* Start *

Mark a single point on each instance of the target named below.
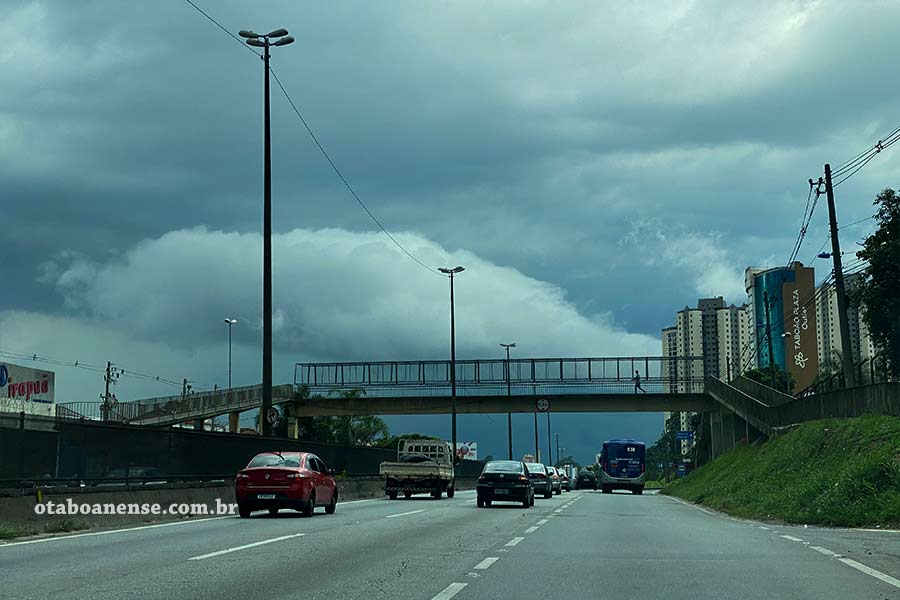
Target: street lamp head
(449, 271)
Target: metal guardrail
(111, 483)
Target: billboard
(26, 389)
(801, 351)
(467, 450)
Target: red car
(276, 480)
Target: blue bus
(623, 466)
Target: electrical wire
(319, 145)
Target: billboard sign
(23, 389)
(800, 346)
(467, 450)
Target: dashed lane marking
(450, 591)
(870, 571)
(412, 512)
(245, 547)
(487, 562)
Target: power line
(318, 144)
(220, 26)
(343, 179)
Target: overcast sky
(595, 166)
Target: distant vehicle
(507, 481)
(422, 467)
(623, 466)
(555, 482)
(564, 483)
(585, 481)
(276, 480)
(539, 479)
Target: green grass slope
(841, 472)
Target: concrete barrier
(19, 511)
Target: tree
(879, 290)
(784, 381)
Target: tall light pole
(508, 394)
(264, 41)
(229, 322)
(451, 273)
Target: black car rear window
(503, 466)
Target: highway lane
(577, 545)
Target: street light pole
(451, 273)
(508, 395)
(264, 41)
(230, 322)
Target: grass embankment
(840, 472)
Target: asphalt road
(577, 545)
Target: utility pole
(840, 292)
(263, 41)
(107, 380)
(508, 394)
(549, 441)
(451, 273)
(769, 341)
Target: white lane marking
(487, 562)
(450, 591)
(412, 512)
(107, 532)
(824, 551)
(870, 571)
(245, 546)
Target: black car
(506, 481)
(540, 479)
(585, 481)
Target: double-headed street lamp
(281, 38)
(508, 394)
(451, 273)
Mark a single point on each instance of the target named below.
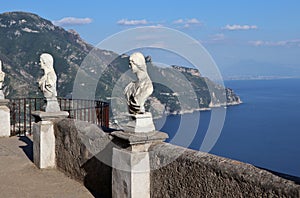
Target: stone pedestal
(1, 95)
(131, 166)
(52, 105)
(140, 123)
(4, 118)
(44, 138)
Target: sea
(264, 130)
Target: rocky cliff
(24, 36)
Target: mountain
(24, 36)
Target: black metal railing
(93, 111)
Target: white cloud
(193, 21)
(67, 21)
(240, 27)
(132, 22)
(186, 23)
(178, 21)
(286, 43)
(218, 37)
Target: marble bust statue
(137, 92)
(2, 75)
(48, 82)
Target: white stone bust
(48, 82)
(2, 75)
(137, 92)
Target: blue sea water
(263, 131)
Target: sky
(245, 38)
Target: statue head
(137, 62)
(46, 61)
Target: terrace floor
(19, 177)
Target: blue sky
(244, 37)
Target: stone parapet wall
(84, 152)
(198, 174)
(78, 144)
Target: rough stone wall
(83, 152)
(197, 174)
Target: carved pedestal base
(1, 94)
(4, 118)
(131, 163)
(52, 105)
(140, 123)
(44, 139)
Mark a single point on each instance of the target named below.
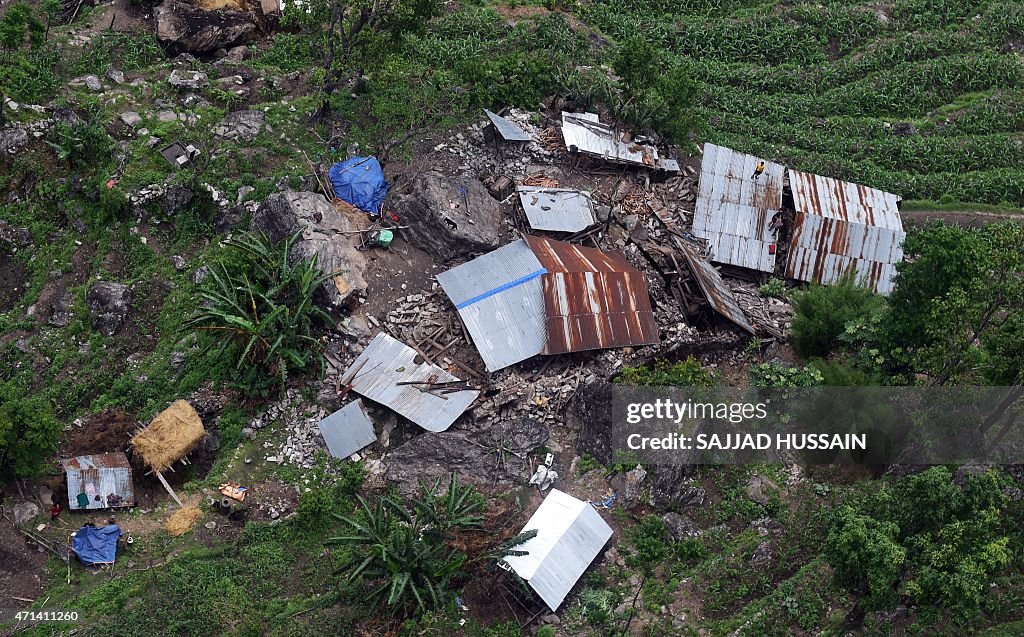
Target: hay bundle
(182, 520)
(170, 436)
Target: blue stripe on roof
(502, 288)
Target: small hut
(171, 435)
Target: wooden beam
(160, 476)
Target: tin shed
(98, 481)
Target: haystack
(170, 436)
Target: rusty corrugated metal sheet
(718, 294)
(842, 226)
(733, 211)
(386, 362)
(592, 299)
(104, 478)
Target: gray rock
(680, 526)
(241, 125)
(25, 511)
(449, 217)
(109, 304)
(469, 453)
(326, 232)
(131, 118)
(186, 28)
(187, 79)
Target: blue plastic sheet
(359, 180)
(96, 545)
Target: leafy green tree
(821, 313)
(29, 433)
(259, 304)
(865, 557)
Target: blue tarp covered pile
(359, 180)
(96, 545)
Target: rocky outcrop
(470, 453)
(327, 231)
(109, 303)
(185, 28)
(449, 217)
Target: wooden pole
(160, 476)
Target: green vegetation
(259, 308)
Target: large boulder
(185, 28)
(473, 454)
(449, 217)
(327, 231)
(109, 303)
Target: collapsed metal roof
(714, 288)
(500, 299)
(585, 133)
(569, 535)
(387, 372)
(347, 430)
(105, 479)
(842, 226)
(593, 299)
(505, 128)
(733, 211)
(543, 296)
(562, 210)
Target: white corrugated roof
(733, 212)
(570, 535)
(500, 298)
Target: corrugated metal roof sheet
(586, 133)
(714, 288)
(842, 226)
(507, 129)
(104, 478)
(501, 300)
(347, 430)
(593, 299)
(733, 211)
(386, 362)
(570, 534)
(557, 209)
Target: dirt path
(960, 217)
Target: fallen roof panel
(718, 294)
(508, 130)
(584, 132)
(733, 212)
(387, 362)
(570, 534)
(557, 209)
(500, 298)
(347, 430)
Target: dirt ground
(20, 568)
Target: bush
(821, 313)
(260, 306)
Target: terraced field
(830, 86)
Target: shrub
(821, 313)
(260, 306)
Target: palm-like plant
(407, 554)
(262, 304)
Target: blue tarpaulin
(359, 180)
(96, 545)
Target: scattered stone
(241, 125)
(187, 79)
(109, 303)
(449, 217)
(187, 28)
(327, 232)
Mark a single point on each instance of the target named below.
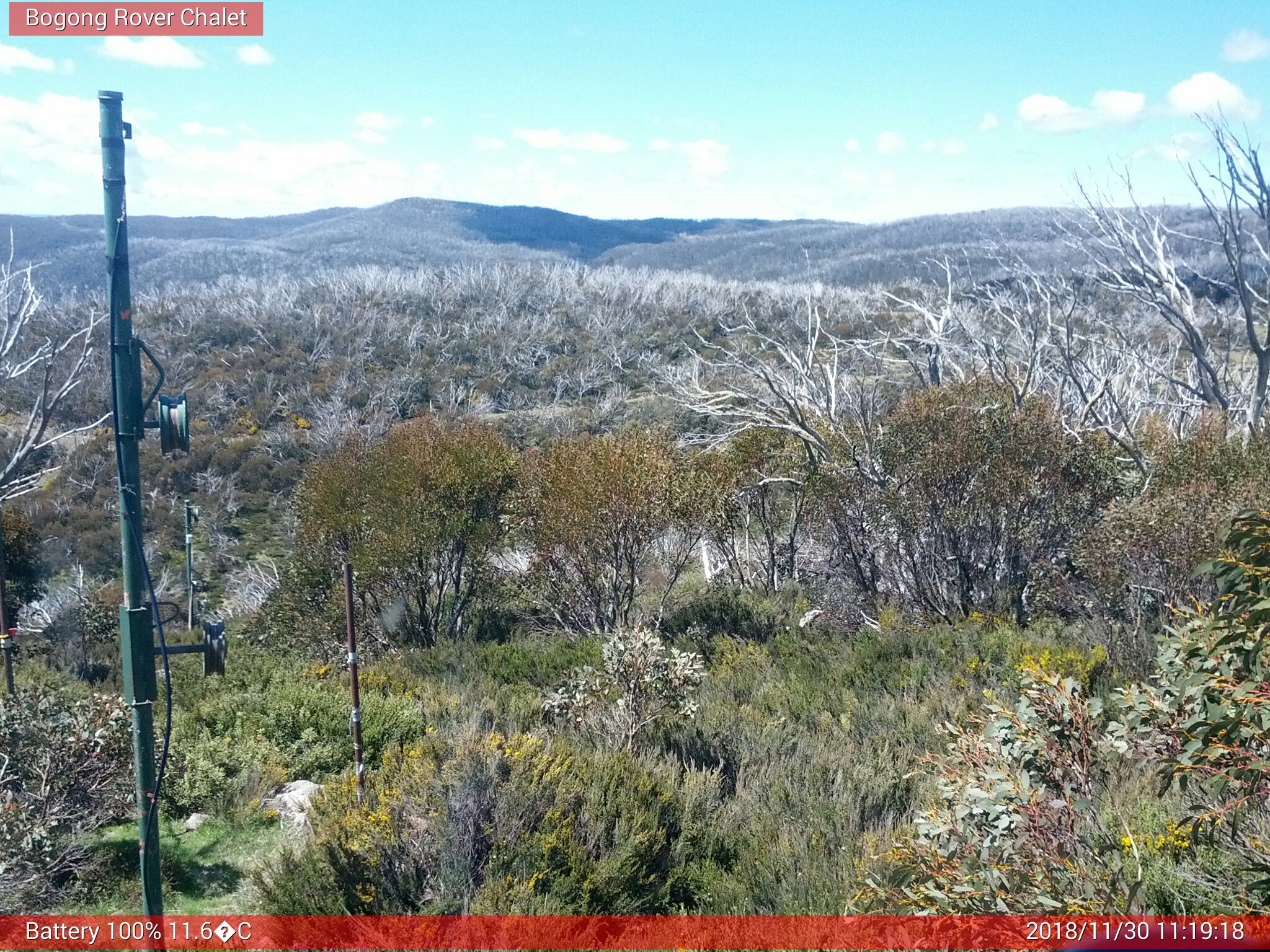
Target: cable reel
(173, 425)
(215, 648)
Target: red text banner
(136, 19)
(636, 932)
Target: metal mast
(135, 621)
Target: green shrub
(1016, 827)
(962, 501)
(1145, 553)
(420, 516)
(609, 518)
(65, 771)
(1206, 720)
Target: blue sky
(796, 108)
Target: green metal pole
(190, 564)
(6, 640)
(136, 635)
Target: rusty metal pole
(355, 720)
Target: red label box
(226, 18)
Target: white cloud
(151, 51)
(1180, 149)
(1108, 107)
(55, 130)
(890, 143)
(1209, 94)
(260, 177)
(948, 146)
(254, 55)
(1245, 46)
(14, 58)
(371, 127)
(706, 156)
(197, 128)
(580, 141)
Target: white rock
(809, 617)
(293, 801)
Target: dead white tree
(753, 379)
(1135, 255)
(930, 346)
(1238, 205)
(43, 359)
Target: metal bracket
(148, 352)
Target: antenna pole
(190, 564)
(136, 633)
(355, 720)
(6, 632)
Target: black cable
(153, 810)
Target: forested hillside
(677, 593)
(422, 232)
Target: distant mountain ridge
(422, 231)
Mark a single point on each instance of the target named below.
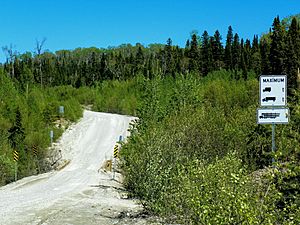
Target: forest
(196, 154)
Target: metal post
(273, 141)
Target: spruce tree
(206, 54)
(255, 59)
(228, 49)
(265, 56)
(292, 62)
(169, 61)
(217, 51)
(243, 65)
(277, 49)
(194, 55)
(236, 54)
(16, 133)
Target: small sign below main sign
(273, 90)
(273, 116)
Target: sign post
(51, 136)
(273, 100)
(16, 159)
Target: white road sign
(273, 115)
(273, 90)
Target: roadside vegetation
(196, 154)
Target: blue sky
(68, 24)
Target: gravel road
(80, 193)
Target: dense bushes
(195, 154)
(26, 118)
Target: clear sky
(68, 24)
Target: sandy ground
(80, 193)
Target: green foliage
(192, 157)
(26, 120)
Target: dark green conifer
(228, 49)
(277, 48)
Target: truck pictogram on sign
(273, 90)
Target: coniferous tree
(228, 49)
(206, 54)
(16, 133)
(217, 51)
(194, 55)
(243, 64)
(236, 54)
(255, 59)
(292, 61)
(265, 55)
(277, 48)
(169, 61)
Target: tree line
(277, 52)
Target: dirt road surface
(80, 193)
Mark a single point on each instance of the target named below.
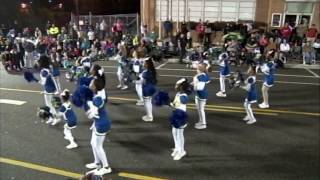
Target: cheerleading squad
(90, 95)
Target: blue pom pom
(28, 76)
(161, 98)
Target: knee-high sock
(198, 109)
(56, 81)
(180, 140)
(222, 83)
(175, 138)
(265, 94)
(202, 104)
(67, 133)
(100, 151)
(249, 111)
(148, 106)
(48, 99)
(139, 91)
(93, 146)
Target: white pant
(222, 83)
(178, 139)
(201, 103)
(48, 101)
(97, 149)
(148, 106)
(139, 90)
(247, 107)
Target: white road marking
(161, 65)
(313, 73)
(12, 102)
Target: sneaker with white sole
(247, 118)
(200, 126)
(263, 106)
(50, 120)
(174, 153)
(221, 94)
(251, 121)
(72, 145)
(92, 165)
(179, 155)
(147, 119)
(103, 171)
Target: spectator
(312, 33)
(286, 32)
(284, 50)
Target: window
(276, 20)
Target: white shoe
(247, 118)
(103, 171)
(140, 103)
(263, 106)
(50, 120)
(221, 94)
(147, 119)
(179, 156)
(72, 145)
(174, 153)
(55, 121)
(200, 126)
(124, 87)
(251, 121)
(92, 165)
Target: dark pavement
(283, 144)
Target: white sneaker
(200, 126)
(247, 118)
(124, 87)
(263, 106)
(55, 121)
(72, 145)
(92, 165)
(140, 103)
(251, 121)
(179, 156)
(221, 94)
(50, 120)
(147, 119)
(174, 153)
(103, 171)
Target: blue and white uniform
(224, 72)
(101, 126)
(178, 122)
(49, 88)
(71, 123)
(201, 94)
(138, 68)
(148, 90)
(250, 87)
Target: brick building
(272, 13)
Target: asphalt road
(283, 144)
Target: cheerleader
(46, 80)
(101, 126)
(179, 117)
(55, 60)
(149, 81)
(268, 71)
(250, 87)
(201, 94)
(224, 72)
(137, 68)
(70, 117)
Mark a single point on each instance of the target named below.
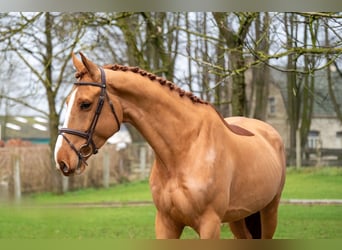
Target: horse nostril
(64, 167)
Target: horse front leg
(210, 227)
(166, 228)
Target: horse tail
(253, 223)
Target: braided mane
(153, 77)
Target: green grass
(134, 191)
(33, 220)
(313, 183)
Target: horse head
(93, 115)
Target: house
(324, 142)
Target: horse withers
(207, 170)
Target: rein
(89, 147)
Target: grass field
(35, 219)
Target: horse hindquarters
(247, 228)
(260, 225)
(253, 223)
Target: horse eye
(85, 105)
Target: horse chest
(184, 201)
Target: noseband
(89, 147)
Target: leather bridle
(89, 147)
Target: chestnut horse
(207, 170)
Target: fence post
(16, 178)
(298, 150)
(106, 169)
(65, 184)
(142, 157)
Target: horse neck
(165, 119)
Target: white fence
(31, 169)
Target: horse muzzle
(69, 171)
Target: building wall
(330, 130)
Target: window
(313, 139)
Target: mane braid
(162, 81)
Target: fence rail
(31, 169)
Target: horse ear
(91, 67)
(77, 63)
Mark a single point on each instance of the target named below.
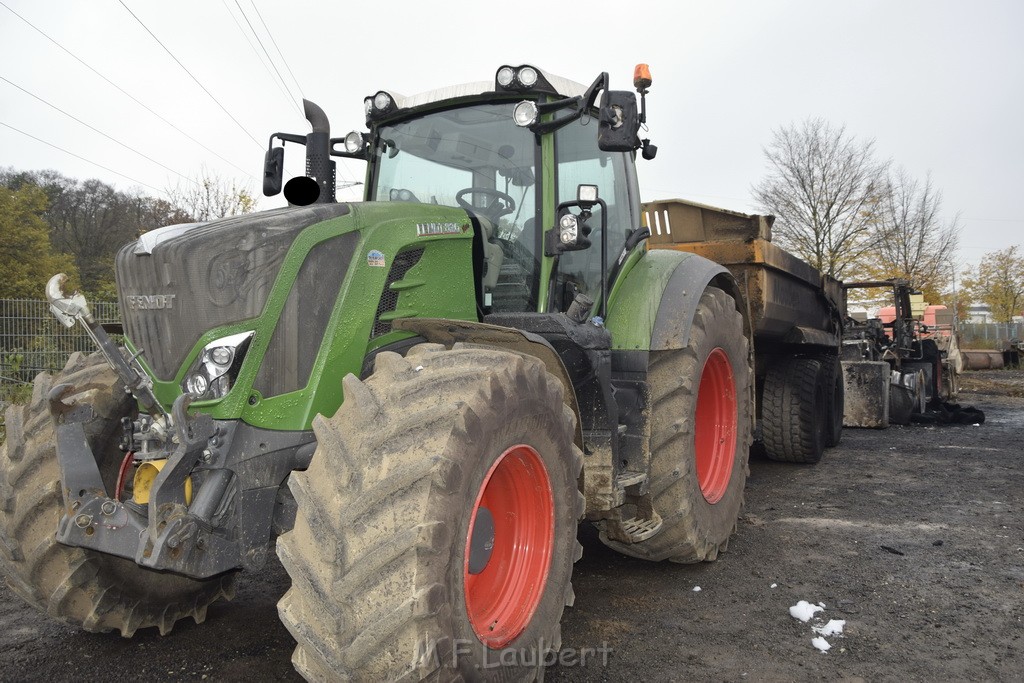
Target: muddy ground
(913, 536)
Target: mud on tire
(698, 506)
(795, 419)
(381, 586)
(81, 587)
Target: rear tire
(700, 436)
(795, 417)
(81, 587)
(380, 555)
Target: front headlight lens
(214, 372)
(568, 229)
(353, 142)
(524, 114)
(505, 76)
(527, 76)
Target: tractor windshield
(474, 158)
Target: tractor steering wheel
(500, 205)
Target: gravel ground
(913, 536)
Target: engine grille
(389, 298)
(209, 275)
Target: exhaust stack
(320, 166)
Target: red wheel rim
(715, 431)
(501, 599)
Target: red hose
(121, 475)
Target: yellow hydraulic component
(146, 474)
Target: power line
(88, 161)
(166, 49)
(292, 98)
(94, 129)
(122, 90)
(280, 53)
(281, 86)
(344, 164)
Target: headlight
(527, 76)
(524, 114)
(353, 142)
(505, 76)
(214, 372)
(568, 228)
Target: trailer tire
(385, 541)
(836, 386)
(80, 587)
(795, 417)
(699, 436)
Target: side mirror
(620, 122)
(273, 171)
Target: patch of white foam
(804, 610)
(833, 628)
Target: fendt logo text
(150, 301)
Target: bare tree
(913, 242)
(823, 188)
(209, 196)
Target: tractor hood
(177, 283)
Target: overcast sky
(939, 85)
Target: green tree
(998, 282)
(209, 197)
(27, 257)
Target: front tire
(81, 587)
(700, 436)
(395, 570)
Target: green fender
(653, 304)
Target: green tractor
(416, 397)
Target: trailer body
(795, 310)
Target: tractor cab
(514, 155)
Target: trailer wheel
(700, 436)
(436, 526)
(795, 418)
(80, 587)
(836, 386)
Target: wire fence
(32, 340)
(990, 335)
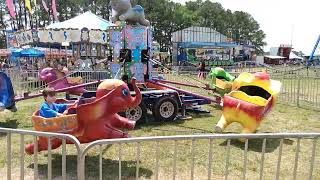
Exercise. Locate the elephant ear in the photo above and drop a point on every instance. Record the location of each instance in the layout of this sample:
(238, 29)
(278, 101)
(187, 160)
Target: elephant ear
(95, 110)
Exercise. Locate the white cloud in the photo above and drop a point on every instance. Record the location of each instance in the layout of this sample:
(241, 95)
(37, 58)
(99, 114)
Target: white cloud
(279, 18)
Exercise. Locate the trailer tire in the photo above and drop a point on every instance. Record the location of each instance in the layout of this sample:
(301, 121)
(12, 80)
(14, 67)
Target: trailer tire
(165, 109)
(137, 114)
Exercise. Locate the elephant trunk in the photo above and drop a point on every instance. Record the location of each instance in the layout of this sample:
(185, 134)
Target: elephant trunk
(137, 99)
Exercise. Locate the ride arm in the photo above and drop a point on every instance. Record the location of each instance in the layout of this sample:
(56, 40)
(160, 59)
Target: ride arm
(313, 51)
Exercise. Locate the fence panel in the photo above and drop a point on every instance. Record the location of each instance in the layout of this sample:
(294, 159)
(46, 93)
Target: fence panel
(62, 163)
(220, 156)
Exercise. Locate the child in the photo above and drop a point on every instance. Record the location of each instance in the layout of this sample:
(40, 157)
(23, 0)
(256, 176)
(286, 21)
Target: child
(202, 69)
(50, 109)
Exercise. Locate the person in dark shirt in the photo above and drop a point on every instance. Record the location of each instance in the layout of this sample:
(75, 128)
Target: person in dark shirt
(49, 109)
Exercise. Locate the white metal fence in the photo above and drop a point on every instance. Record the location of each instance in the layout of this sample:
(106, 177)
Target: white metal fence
(216, 156)
(40, 165)
(160, 152)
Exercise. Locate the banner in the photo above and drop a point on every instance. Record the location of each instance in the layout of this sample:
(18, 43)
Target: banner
(10, 6)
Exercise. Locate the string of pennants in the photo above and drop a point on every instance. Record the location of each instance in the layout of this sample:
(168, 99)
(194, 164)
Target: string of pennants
(30, 6)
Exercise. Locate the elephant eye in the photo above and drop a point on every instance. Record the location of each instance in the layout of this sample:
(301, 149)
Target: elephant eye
(125, 92)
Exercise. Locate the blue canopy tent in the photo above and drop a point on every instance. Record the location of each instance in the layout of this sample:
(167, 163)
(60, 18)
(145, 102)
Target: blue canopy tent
(30, 54)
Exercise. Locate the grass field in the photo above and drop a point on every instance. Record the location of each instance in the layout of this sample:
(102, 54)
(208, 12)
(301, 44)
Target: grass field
(283, 119)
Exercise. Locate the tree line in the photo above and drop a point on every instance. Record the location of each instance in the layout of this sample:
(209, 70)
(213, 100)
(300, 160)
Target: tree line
(166, 17)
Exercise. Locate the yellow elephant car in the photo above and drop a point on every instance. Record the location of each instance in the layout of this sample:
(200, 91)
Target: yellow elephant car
(252, 97)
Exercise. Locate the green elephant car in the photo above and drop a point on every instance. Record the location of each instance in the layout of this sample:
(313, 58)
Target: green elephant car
(221, 80)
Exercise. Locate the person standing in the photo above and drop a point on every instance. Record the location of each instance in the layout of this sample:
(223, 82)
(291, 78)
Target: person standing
(202, 69)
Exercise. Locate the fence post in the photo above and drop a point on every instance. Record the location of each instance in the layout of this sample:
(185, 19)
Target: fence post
(298, 92)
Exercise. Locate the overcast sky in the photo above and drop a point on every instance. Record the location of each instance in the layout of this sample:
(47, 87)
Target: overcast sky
(281, 18)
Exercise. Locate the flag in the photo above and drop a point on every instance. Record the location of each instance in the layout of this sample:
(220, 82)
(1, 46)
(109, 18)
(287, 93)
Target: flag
(28, 5)
(54, 10)
(10, 6)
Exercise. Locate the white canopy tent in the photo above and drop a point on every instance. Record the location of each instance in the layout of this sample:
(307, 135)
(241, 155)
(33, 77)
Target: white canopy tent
(294, 56)
(86, 20)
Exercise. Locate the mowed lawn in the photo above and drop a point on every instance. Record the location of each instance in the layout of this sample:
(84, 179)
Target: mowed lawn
(282, 119)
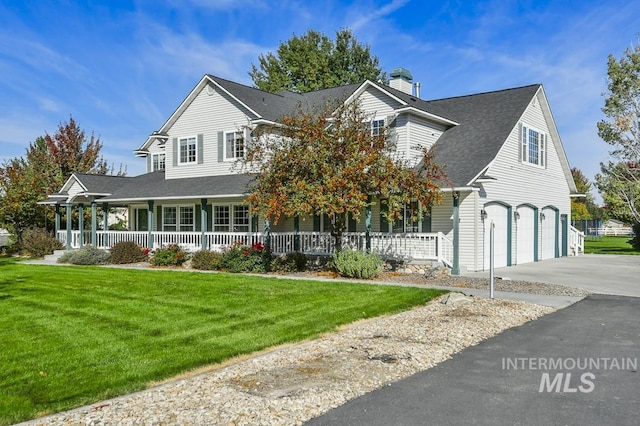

* End *

Please extract every line of the listing above that contains the string "building", treating uppercase and lowercase as distinct.

Target: brick building
Target: building wall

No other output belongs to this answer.